Textauszug.
▼▼▼

Veröffentlicht am: 24 Januar 2025

Von: Hervé Lancelin

Kategorie: Kunstkritik

Lesezeit: 8 Minuten

Die Installationen von Kai Althoff verwandeln den musealen Raum in ein Theater des Absurden, in dem die Werke sich wie geologische Schichten anhäufen und eine fiktive Archäologie des kollektiven Gedächtnisses schaffen.

Hört mir gut zu, ihr Snobs, ich werde euch von Kai Althoff erzählen, geboren 1966 in Köln, dieser Künstler, der unsere Nerven seit mehr als drei Jahrzehnten reizt. Vergesst alles, was ihr über zeitgenössische Kunst zu wissen glaubt, denn Althoff ist die perfekte Antithese zum Künstler-Unternehmer, den unsere Zeit mit blindem und erbärmlichem Kult verehrt.

▲▲▲

Datensatz.
▼▼▼

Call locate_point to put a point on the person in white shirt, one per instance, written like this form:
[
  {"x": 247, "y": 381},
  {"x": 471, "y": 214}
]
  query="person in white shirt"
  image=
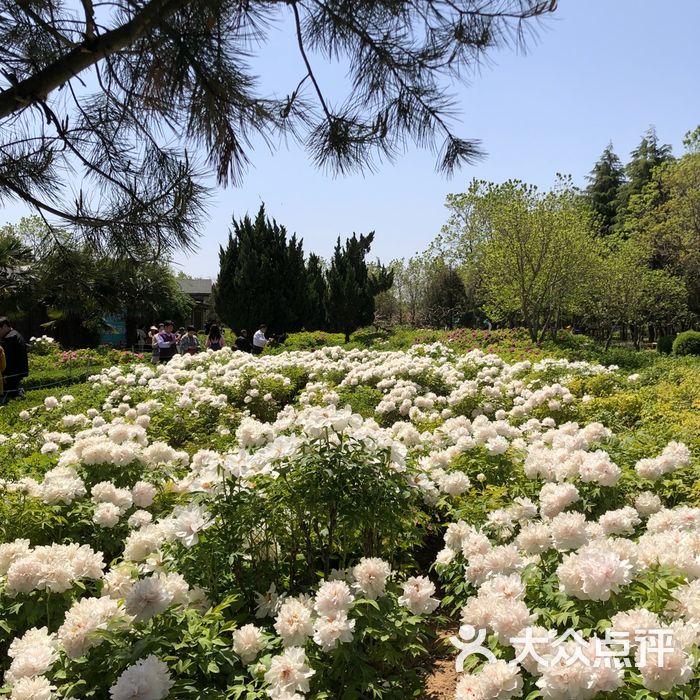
[{"x": 259, "y": 340}]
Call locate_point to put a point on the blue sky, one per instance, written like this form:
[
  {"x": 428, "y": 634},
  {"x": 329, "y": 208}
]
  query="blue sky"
[{"x": 600, "y": 71}]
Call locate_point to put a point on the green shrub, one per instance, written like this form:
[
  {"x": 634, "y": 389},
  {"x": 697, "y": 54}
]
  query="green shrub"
[
  {"x": 687, "y": 343},
  {"x": 665, "y": 344}
]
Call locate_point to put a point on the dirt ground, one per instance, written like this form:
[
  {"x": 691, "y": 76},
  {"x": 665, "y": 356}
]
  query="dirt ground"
[{"x": 442, "y": 677}]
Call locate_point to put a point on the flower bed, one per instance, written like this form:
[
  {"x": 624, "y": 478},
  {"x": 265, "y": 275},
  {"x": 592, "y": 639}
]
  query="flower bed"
[{"x": 300, "y": 525}]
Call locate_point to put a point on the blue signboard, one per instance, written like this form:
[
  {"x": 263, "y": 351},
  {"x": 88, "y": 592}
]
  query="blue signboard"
[{"x": 117, "y": 336}]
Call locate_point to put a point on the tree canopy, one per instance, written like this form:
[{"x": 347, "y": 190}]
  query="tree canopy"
[{"x": 104, "y": 107}]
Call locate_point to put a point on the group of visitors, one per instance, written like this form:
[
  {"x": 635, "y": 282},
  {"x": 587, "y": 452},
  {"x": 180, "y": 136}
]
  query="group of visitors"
[
  {"x": 14, "y": 363},
  {"x": 166, "y": 343}
]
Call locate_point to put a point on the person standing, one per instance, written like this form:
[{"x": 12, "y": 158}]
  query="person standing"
[
  {"x": 189, "y": 343},
  {"x": 243, "y": 341},
  {"x": 215, "y": 338},
  {"x": 141, "y": 339},
  {"x": 153, "y": 337},
  {"x": 167, "y": 343},
  {"x": 259, "y": 339},
  {"x": 16, "y": 359}
]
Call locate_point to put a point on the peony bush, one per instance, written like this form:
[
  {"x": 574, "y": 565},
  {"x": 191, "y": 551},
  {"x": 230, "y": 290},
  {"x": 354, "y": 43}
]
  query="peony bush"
[{"x": 306, "y": 524}]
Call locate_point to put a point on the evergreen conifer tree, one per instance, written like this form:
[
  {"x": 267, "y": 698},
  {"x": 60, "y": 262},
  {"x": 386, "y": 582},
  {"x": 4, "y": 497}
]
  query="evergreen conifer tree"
[
  {"x": 647, "y": 156},
  {"x": 606, "y": 179},
  {"x": 250, "y": 288},
  {"x": 351, "y": 289},
  {"x": 316, "y": 315}
]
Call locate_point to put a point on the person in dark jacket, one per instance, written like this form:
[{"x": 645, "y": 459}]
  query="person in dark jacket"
[
  {"x": 167, "y": 343},
  {"x": 243, "y": 342},
  {"x": 17, "y": 362}
]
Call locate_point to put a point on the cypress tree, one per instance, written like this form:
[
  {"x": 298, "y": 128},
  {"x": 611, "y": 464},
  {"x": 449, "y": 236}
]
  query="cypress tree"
[
  {"x": 351, "y": 289},
  {"x": 647, "y": 156},
  {"x": 316, "y": 292},
  {"x": 251, "y": 287},
  {"x": 603, "y": 192}
]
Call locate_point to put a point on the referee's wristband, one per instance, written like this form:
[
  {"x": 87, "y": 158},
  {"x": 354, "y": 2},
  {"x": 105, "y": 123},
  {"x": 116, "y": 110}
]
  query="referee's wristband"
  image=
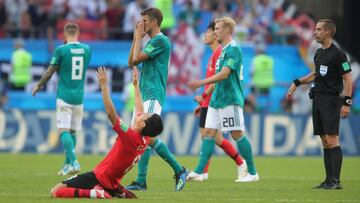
[
  {"x": 297, "y": 82},
  {"x": 204, "y": 95},
  {"x": 347, "y": 101}
]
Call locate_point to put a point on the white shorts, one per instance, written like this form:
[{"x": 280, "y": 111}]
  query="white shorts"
[
  {"x": 150, "y": 106},
  {"x": 68, "y": 116},
  {"x": 229, "y": 118}
]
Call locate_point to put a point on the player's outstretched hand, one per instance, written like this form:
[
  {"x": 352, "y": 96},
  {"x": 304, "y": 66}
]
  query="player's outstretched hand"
[
  {"x": 345, "y": 111},
  {"x": 135, "y": 76},
  {"x": 194, "y": 84},
  {"x": 101, "y": 75},
  {"x": 290, "y": 91},
  {"x": 197, "y": 111},
  {"x": 35, "y": 90},
  {"x": 199, "y": 99}
]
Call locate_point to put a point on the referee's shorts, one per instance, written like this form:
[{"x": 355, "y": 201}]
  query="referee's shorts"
[{"x": 326, "y": 114}]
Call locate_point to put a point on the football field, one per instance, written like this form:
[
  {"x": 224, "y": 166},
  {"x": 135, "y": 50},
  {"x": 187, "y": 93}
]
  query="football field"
[{"x": 29, "y": 178}]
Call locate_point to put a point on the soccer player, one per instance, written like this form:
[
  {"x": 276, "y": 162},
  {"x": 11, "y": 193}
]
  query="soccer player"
[
  {"x": 70, "y": 61},
  {"x": 200, "y": 172},
  {"x": 226, "y": 105},
  {"x": 104, "y": 180},
  {"x": 332, "y": 76},
  {"x": 155, "y": 61}
]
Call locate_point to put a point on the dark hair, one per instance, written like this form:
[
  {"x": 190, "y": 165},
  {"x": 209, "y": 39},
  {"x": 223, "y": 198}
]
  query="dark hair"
[
  {"x": 153, "y": 13},
  {"x": 329, "y": 25},
  {"x": 71, "y": 29},
  {"x": 211, "y": 25},
  {"x": 153, "y": 126}
]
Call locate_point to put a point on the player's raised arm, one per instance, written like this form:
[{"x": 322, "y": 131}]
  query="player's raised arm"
[
  {"x": 109, "y": 106},
  {"x": 138, "y": 101},
  {"x": 44, "y": 78}
]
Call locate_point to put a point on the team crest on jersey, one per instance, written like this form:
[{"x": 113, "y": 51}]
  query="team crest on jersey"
[{"x": 323, "y": 70}]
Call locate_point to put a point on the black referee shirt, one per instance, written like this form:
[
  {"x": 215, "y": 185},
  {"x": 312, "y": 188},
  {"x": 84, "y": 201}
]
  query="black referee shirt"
[{"x": 330, "y": 65}]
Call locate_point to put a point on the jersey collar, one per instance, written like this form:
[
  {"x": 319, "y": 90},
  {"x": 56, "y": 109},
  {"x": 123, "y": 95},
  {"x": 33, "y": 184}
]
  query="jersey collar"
[
  {"x": 73, "y": 43},
  {"x": 231, "y": 42}
]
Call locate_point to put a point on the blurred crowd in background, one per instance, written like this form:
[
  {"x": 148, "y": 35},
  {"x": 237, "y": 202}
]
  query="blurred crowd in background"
[
  {"x": 115, "y": 19},
  {"x": 259, "y": 22}
]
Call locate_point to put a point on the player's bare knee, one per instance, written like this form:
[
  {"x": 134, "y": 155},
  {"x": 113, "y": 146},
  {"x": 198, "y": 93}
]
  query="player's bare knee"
[
  {"x": 55, "y": 189},
  {"x": 209, "y": 132},
  {"x": 237, "y": 134},
  {"x": 61, "y": 130}
]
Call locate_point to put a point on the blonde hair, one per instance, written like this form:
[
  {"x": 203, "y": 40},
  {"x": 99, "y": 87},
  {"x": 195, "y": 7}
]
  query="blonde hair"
[
  {"x": 71, "y": 29},
  {"x": 228, "y": 23}
]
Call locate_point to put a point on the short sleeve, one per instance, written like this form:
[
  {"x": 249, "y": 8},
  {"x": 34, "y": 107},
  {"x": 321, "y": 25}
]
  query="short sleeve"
[
  {"x": 120, "y": 127},
  {"x": 344, "y": 64},
  {"x": 155, "y": 47},
  {"x": 55, "y": 60},
  {"x": 232, "y": 59}
]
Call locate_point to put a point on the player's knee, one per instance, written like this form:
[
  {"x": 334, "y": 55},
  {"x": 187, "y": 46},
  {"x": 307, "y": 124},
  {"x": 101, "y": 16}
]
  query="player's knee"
[
  {"x": 237, "y": 134},
  {"x": 53, "y": 192},
  {"x": 207, "y": 132}
]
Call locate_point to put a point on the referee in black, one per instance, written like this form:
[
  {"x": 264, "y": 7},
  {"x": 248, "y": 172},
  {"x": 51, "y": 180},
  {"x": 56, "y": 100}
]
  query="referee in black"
[{"x": 332, "y": 73}]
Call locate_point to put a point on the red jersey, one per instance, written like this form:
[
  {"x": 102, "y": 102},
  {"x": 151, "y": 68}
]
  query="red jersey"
[
  {"x": 124, "y": 154},
  {"x": 210, "y": 71}
]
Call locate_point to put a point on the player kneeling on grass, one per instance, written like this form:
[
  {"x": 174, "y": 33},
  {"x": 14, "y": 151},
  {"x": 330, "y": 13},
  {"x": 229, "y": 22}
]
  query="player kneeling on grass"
[{"x": 104, "y": 180}]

▲▲▲

Aufgabe A. Nenne alle Angaben, die ganz oben im Textauszug vor dem eigentlichen Artikel stehen, jeweils mit Bezeichnung und Inhalt.
Aufgabe B. Schreib aus dem Textauszug den Teil ab, der bei den Worten „Kategorie: Kunstkritik“ anfängt und mit „kollektiven Gedächtnisses schaffen.“ aufhört.

Antwort A.
- Veröffentlicht am: 24 Januar 2025
- Von: Hervé Lancelin
- Kategorie: Kunstkritik
- Lesezeit: 8 Minuten

Antwort B.
Kategorie: Kunstkritik

Lesezeit: 8 Minuten

Die Installationen von Kai Althoff verwandeln den musealen Raum in ein Theater des Absurden, in dem die Werke sich wie geologische Schichten anhäufen und eine fiktive Archäologie des kollektiven Gedächtnisses schaffen.